- REQUIREMENT: Transcribe exactly the line containing "Task: locate the wet" and every line after it, through the end of the records below.

[Saved entries]
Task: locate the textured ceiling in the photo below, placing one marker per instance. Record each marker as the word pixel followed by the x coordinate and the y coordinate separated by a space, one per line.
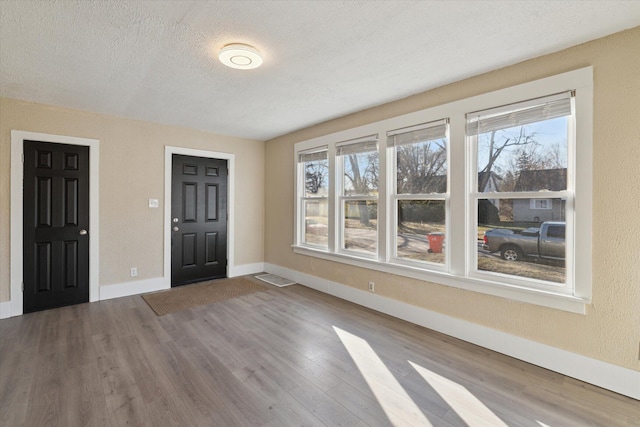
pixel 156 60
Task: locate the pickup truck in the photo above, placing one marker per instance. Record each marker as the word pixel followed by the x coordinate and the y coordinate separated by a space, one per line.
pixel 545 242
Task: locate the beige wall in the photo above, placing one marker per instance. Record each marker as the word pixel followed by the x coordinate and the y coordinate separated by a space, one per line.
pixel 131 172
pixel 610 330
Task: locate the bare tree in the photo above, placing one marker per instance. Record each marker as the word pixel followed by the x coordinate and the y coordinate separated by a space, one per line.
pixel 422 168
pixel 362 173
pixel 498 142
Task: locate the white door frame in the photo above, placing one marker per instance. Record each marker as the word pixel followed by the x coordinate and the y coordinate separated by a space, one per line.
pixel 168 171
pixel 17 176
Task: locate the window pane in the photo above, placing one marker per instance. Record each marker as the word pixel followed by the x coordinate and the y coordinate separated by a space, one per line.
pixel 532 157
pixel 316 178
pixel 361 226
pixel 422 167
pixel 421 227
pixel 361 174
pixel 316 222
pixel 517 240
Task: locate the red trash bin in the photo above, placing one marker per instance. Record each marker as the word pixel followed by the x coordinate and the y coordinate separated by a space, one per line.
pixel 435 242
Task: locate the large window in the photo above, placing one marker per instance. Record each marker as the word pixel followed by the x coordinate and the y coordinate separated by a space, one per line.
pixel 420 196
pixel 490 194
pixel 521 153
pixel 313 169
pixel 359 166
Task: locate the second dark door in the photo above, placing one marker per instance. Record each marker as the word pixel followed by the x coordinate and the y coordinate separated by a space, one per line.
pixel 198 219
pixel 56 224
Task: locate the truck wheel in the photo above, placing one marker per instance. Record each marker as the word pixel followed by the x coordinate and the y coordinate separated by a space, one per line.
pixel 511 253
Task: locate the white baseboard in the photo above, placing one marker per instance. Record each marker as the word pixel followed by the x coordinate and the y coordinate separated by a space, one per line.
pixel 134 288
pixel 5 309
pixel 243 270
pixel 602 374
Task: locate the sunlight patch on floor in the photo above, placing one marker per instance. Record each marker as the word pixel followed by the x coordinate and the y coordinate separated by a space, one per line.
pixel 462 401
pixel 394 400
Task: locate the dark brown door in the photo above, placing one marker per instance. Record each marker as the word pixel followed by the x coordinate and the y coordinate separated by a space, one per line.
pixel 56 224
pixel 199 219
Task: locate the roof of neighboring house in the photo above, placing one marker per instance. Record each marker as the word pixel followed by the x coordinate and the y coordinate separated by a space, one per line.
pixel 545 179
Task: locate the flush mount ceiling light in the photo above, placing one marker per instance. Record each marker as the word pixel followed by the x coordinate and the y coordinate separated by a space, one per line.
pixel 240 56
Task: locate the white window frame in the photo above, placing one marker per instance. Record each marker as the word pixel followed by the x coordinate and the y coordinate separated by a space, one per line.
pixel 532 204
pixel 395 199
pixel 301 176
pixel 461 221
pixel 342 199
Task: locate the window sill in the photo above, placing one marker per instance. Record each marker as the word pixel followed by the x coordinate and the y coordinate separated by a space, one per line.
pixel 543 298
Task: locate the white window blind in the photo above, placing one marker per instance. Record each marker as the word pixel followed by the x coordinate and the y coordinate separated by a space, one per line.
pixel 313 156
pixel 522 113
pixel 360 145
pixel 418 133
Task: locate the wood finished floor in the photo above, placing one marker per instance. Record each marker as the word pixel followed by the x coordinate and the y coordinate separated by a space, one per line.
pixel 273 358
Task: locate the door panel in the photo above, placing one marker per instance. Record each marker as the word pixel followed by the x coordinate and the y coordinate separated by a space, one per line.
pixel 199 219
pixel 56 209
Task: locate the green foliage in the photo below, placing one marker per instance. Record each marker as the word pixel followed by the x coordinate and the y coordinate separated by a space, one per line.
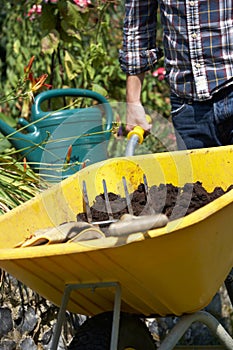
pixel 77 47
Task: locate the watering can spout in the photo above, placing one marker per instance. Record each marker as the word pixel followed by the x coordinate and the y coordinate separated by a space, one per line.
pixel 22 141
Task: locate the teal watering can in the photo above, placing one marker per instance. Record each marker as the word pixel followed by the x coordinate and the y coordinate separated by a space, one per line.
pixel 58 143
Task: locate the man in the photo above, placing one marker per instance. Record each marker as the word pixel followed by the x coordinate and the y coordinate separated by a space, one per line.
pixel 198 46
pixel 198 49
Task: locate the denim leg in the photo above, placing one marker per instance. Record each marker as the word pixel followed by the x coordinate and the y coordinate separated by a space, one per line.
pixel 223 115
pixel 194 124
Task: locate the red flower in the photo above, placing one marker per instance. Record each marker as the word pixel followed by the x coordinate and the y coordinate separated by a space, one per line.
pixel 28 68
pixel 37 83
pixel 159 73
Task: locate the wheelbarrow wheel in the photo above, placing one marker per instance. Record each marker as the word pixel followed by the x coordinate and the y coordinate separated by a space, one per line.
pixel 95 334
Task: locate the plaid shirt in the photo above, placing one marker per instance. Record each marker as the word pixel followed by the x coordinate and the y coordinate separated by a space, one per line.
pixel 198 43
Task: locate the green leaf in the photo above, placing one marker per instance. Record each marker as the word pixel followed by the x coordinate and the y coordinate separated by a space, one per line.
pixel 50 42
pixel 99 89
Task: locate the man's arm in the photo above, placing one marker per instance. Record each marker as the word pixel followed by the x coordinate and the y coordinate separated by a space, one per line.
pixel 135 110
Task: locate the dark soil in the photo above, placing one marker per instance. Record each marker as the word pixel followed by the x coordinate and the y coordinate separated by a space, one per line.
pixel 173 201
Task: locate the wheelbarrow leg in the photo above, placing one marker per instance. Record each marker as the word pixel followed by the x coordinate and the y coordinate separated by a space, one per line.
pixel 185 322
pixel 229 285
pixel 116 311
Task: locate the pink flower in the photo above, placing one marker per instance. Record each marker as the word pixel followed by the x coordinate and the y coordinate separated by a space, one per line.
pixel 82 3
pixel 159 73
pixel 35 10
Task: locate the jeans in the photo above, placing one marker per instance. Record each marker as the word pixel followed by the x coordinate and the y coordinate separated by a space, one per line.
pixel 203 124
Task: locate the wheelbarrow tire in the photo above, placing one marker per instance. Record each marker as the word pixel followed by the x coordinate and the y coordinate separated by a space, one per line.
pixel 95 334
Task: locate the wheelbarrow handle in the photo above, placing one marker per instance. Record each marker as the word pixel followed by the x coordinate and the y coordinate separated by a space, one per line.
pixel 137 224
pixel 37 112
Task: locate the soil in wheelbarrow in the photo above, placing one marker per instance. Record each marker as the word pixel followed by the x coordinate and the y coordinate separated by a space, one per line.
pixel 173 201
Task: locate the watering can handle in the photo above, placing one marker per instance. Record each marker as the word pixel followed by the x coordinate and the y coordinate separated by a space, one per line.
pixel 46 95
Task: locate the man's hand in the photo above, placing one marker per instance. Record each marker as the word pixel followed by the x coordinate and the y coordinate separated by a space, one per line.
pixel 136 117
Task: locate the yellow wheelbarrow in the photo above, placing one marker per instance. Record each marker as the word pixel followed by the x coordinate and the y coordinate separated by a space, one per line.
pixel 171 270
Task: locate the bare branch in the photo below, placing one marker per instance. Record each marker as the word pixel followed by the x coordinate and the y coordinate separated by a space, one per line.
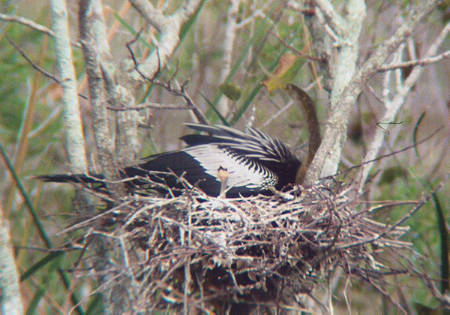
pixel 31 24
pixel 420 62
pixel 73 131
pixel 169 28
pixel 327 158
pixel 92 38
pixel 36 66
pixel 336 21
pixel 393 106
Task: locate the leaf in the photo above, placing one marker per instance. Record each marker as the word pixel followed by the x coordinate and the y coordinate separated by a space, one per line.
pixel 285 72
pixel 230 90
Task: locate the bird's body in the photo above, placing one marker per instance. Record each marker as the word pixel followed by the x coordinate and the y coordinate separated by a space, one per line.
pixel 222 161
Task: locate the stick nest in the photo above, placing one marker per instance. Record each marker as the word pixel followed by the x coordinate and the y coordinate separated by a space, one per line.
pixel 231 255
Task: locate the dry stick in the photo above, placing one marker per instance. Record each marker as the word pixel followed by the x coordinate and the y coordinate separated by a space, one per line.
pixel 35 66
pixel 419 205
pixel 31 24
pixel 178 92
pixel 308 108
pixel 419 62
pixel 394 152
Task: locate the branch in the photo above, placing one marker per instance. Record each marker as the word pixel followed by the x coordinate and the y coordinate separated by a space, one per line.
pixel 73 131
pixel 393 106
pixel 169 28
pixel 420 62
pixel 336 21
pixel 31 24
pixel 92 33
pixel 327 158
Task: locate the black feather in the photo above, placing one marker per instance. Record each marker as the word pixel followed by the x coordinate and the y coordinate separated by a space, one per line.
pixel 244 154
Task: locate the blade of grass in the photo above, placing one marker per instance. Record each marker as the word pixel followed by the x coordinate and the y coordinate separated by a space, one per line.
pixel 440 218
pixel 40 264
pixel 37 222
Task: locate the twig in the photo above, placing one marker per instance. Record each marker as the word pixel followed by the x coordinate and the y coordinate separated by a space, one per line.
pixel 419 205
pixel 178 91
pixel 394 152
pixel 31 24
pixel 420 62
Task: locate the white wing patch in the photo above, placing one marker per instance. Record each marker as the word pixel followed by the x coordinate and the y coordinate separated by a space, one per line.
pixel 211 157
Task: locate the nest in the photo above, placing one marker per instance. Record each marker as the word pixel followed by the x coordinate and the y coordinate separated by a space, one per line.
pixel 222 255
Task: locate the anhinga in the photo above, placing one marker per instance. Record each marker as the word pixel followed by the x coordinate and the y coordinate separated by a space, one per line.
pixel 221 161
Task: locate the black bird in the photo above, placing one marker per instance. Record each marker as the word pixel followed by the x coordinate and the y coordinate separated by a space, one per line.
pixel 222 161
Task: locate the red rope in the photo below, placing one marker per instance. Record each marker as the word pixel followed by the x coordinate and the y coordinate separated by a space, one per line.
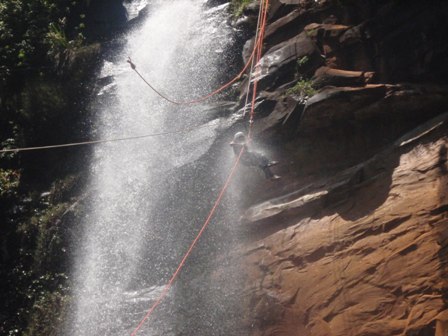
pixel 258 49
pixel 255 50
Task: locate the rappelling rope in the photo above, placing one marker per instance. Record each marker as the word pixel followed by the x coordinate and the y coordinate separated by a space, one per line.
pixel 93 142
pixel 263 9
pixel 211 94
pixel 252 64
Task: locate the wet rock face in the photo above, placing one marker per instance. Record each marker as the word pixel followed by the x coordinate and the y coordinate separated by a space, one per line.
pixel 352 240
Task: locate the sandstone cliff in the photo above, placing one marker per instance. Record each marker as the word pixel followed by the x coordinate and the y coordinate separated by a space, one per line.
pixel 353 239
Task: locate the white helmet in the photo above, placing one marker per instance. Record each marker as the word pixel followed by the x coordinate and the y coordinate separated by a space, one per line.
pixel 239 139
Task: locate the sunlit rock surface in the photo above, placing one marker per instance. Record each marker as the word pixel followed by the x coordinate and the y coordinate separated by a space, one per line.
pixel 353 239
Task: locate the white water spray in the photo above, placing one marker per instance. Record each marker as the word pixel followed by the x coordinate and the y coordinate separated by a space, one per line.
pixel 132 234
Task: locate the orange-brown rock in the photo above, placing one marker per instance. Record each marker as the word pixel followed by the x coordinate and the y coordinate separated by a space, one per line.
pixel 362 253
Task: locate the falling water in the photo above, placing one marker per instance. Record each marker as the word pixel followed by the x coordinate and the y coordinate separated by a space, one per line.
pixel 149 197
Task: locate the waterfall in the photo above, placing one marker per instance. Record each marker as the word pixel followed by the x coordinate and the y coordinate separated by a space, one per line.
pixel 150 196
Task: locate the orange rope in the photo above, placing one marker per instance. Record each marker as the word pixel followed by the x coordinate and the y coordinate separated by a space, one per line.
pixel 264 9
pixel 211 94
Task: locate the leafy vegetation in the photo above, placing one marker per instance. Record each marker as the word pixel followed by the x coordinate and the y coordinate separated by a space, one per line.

- REPLY:
Task: locate the wet rock face in the photo above, placing one marker per instance. Record each marker as the word pixel followed by the x coordinate and the y coordinate separated by a space, one per line.
pixel 352 240
Task: locate the sandstone cliff in the photo above, placing one marker per instance. Record each marker as the word pixel followed by the x coordinate and the y coordinate separated by a space, one per line.
pixel 353 239
Task: locate the white helmet in the photo above, placing one marker per instance. Record each marker as the word pixel followed by the x coordinate and the y coordinate separated by a space, one per line.
pixel 239 139
Task: locate the sunlit rock surface in the photo above, placing one marker per instance. Record each marker as the word pixel followed by the x coordinate and the y coordinate separated by a space, one per line.
pixel 353 239
Task: locate the white water spray in the photo above, placing one marker per instance. Record each marker as the word pixel followed by the x coordinate and the y coordinate separated by a space, one per line.
pixel 132 234
Task: locate the orange-brown rock in the photo above, placing one marker per instance. Record each marker as the word pixel followed by the x coordinate and the y coordinate separated by a space, one per line.
pixel 362 253
Task: locate the falling water in the photo above, placing one marker per instance. Record each marker as the word pixel followed by the x coordinate and the y coordinate separated by a space, one per line.
pixel 149 197
Task: locate the waterfall in the photo above, placing one marker per instance. Record each marker as the word pixel followed by the x coordinate and the y coordinate separated by a space, one per line.
pixel 150 196
Task: locate the orange rope in the photo above, placing one marker per instance. Record each marker as the word pixel followed by the x coordinate and the y coordinate separated by a space, one per line.
pixel 264 9
pixel 211 94
Task: locate the leafy vegetation in the photo above, placing one marker per instance. Record each marker as the word pixel followed by the x coordinate and the y coordinate separated by a space, one per line.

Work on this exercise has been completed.